● Required work
Output the line that contains "Could you please locate the wrecked" and every line after it to the end of the entries, with nothing added or left out.

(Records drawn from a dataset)

'''

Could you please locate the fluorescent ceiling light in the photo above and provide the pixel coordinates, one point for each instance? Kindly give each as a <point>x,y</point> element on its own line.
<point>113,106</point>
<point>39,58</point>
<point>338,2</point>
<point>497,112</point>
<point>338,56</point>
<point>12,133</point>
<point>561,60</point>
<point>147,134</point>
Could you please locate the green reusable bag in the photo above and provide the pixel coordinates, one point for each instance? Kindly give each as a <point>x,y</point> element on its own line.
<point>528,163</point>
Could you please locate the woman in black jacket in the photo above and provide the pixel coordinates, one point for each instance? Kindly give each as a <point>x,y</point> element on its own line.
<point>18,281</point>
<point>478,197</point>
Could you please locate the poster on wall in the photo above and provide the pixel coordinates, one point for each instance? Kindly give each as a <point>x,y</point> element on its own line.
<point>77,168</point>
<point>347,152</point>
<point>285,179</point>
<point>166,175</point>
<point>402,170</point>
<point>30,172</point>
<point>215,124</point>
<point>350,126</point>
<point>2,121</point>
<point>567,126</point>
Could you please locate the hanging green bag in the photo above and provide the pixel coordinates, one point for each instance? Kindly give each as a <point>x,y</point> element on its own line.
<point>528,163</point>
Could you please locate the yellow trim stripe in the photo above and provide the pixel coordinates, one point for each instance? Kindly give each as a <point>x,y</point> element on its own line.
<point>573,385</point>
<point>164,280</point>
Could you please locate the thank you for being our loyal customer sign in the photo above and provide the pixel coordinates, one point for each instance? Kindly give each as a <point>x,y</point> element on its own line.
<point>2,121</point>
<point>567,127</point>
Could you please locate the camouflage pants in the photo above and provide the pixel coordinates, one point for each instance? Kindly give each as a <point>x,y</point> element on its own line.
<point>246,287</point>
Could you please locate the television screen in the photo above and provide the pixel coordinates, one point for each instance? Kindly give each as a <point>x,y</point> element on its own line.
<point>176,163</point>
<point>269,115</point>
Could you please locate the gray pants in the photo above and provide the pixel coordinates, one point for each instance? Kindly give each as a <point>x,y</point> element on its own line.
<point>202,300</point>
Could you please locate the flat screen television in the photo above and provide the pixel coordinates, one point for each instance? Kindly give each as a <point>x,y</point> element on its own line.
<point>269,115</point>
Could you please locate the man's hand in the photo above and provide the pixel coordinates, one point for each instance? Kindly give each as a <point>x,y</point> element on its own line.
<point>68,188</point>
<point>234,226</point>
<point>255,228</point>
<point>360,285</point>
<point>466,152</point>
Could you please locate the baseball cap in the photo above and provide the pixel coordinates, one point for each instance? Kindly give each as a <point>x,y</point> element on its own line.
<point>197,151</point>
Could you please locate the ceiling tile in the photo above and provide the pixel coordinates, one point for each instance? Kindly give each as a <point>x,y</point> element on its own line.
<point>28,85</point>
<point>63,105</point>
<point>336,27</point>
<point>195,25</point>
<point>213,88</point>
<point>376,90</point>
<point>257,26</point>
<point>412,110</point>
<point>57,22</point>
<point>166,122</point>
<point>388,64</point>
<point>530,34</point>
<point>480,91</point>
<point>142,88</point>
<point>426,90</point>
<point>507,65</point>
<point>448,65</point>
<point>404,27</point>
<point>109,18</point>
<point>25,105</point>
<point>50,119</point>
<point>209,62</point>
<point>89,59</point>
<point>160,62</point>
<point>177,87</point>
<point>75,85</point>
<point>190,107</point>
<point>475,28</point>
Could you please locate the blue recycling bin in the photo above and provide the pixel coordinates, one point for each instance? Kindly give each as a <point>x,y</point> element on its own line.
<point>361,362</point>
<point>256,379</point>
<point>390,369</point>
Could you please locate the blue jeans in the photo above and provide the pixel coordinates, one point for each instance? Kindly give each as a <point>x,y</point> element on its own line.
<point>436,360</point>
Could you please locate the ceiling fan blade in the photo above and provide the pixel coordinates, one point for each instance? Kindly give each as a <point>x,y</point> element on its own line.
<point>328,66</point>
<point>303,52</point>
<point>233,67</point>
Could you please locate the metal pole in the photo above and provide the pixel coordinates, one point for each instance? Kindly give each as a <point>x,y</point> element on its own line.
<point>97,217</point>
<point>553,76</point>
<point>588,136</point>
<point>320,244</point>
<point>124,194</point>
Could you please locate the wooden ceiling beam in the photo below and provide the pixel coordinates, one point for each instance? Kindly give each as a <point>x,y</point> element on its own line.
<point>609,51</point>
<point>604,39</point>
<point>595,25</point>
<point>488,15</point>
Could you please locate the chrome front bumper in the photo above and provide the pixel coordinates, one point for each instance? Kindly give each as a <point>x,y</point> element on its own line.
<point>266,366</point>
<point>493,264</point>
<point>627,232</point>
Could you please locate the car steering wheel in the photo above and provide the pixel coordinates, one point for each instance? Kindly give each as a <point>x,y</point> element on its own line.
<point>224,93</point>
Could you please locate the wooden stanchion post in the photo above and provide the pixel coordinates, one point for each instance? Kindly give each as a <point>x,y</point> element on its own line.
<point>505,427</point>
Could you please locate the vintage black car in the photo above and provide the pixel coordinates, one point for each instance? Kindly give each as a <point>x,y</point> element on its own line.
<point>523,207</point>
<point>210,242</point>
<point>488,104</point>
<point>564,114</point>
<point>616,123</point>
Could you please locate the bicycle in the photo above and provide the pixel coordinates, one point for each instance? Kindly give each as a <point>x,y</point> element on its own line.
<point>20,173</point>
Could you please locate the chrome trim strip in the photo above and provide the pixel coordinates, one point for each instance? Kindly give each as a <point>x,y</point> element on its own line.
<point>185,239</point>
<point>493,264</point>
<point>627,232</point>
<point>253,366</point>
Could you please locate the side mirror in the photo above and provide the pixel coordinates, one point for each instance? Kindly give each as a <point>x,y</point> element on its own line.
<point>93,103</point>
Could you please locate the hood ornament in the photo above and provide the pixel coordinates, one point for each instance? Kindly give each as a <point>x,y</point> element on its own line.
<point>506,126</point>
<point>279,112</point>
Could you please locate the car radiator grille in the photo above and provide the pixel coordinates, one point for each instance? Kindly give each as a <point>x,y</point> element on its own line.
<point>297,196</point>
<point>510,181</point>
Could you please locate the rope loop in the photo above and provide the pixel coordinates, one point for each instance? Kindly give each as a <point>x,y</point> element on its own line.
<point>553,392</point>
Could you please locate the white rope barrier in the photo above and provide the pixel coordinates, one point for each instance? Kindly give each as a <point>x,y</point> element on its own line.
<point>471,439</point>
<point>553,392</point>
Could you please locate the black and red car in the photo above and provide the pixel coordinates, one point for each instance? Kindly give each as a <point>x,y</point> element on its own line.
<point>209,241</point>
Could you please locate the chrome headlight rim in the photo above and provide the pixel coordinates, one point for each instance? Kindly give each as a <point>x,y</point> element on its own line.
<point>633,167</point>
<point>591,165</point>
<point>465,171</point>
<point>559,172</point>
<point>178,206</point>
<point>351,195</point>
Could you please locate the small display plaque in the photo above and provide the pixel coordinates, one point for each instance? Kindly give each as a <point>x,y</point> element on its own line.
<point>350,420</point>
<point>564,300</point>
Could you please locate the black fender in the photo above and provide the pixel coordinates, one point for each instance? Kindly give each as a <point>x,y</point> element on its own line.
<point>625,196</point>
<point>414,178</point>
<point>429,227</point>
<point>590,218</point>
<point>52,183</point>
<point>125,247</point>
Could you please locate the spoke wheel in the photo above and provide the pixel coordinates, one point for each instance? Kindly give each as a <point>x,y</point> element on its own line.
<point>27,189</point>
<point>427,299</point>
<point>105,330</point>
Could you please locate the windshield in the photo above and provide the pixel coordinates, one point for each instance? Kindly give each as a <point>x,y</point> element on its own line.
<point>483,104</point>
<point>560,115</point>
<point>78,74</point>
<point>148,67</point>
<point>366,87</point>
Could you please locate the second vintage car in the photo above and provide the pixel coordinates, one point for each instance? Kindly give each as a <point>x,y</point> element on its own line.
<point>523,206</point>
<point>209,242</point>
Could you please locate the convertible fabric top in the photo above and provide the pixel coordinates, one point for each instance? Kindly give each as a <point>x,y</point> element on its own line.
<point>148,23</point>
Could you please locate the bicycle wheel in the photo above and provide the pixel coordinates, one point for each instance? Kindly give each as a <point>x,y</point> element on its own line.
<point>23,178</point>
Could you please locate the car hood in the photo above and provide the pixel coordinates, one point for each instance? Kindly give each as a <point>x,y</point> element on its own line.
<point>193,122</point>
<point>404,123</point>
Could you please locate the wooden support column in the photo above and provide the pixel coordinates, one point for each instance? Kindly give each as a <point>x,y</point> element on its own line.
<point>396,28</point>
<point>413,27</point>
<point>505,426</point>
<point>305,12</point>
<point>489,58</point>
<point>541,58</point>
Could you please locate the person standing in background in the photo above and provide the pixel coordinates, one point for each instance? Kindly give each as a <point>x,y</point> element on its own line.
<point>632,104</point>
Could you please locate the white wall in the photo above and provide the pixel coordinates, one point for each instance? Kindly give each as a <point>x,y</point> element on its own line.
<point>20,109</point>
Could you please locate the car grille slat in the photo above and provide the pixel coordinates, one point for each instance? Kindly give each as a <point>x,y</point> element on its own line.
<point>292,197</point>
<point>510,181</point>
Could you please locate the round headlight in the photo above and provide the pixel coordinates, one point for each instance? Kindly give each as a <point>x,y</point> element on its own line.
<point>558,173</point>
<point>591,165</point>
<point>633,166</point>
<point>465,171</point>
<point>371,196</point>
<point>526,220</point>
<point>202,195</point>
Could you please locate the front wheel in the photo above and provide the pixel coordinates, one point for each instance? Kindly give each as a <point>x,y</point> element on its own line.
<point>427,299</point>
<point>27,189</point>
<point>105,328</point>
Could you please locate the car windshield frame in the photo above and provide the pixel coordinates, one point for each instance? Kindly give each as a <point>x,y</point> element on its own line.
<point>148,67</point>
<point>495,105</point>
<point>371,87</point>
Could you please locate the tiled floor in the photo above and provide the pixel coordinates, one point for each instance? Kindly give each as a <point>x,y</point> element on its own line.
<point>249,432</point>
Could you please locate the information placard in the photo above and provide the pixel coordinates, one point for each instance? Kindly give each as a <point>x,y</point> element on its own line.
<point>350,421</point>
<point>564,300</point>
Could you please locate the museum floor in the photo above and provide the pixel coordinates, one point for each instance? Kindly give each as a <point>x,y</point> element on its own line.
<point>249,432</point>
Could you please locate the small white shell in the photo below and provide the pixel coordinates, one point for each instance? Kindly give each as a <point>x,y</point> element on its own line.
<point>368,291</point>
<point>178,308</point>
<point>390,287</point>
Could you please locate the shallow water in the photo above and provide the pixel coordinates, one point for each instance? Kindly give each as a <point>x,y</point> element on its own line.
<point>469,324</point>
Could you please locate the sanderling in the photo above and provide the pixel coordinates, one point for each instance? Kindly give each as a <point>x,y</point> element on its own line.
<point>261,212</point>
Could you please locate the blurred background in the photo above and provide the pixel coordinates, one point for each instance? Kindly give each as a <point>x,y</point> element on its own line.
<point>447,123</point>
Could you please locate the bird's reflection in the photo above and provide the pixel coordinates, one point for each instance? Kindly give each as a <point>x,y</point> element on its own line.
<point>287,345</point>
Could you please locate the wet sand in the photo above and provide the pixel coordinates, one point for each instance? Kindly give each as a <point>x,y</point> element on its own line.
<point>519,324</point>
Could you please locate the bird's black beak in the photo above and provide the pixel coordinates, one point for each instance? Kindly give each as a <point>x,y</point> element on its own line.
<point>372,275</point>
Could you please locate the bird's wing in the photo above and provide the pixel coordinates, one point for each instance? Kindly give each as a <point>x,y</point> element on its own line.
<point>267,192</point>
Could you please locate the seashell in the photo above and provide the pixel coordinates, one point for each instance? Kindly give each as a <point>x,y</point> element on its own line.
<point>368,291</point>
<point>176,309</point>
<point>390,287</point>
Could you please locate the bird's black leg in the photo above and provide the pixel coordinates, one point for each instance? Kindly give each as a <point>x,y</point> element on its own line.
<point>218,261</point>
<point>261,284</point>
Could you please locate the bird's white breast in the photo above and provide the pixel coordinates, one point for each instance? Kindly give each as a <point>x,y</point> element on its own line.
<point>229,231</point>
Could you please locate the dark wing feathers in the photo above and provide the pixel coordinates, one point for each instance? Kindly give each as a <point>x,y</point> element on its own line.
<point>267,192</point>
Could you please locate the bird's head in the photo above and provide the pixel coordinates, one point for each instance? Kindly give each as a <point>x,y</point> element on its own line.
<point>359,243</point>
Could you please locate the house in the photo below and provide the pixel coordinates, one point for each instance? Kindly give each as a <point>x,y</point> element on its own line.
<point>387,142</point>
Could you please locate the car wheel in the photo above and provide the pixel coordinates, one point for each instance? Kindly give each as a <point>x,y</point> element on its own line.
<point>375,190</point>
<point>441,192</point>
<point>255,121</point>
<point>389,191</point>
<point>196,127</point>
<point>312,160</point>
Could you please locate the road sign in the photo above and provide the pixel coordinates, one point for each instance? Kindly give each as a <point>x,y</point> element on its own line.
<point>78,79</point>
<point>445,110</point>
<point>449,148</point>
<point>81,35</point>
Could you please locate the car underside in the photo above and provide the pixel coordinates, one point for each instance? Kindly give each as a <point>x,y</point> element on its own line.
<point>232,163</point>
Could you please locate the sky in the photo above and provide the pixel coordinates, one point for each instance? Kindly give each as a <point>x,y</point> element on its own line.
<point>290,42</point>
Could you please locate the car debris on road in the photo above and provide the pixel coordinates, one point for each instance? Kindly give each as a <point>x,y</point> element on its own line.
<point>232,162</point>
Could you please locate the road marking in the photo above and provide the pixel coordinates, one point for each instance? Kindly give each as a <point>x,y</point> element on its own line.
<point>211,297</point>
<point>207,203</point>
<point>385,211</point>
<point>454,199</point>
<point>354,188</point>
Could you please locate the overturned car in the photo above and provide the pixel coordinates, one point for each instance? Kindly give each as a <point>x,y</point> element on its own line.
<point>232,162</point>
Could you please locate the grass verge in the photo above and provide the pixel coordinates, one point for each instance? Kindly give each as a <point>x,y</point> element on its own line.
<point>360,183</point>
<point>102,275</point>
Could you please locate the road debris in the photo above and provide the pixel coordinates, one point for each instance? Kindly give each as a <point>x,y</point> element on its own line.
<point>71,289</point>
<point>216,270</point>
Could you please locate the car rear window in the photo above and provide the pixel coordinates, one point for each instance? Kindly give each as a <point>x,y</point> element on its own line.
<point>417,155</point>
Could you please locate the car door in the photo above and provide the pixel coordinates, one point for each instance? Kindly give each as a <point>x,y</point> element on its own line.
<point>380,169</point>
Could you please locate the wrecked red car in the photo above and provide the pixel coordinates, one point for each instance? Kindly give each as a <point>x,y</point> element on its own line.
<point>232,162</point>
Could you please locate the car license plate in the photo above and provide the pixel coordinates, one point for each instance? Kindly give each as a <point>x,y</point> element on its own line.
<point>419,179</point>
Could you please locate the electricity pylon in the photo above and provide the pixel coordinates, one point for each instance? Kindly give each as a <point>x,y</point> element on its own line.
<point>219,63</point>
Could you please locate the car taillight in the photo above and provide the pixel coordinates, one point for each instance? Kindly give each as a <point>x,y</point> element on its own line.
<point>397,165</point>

'''

● The answer
Could you please locate the wrecked red car in the photo above and provide the pixel coordinates, one point for each instance? Kindly give each as a <point>x,y</point> element on its own line.
<point>232,162</point>
Could you please locate the car license plate in the photo above and provide the pixel coordinates, one point for each instance? Kindly give each as a <point>x,y</point> element on its own line.
<point>419,179</point>
Could you please locate the electricity pylon in the photo above and provide the pixel coordinates, one point for each instance? Kindly give each as a <point>x,y</point> element on its own line.
<point>219,63</point>
Could you please locate the car taillight in the photo above and provide the pixel coordinates, one point for each instance? Kindly give each as a <point>x,y</point> element on its own line.
<point>397,165</point>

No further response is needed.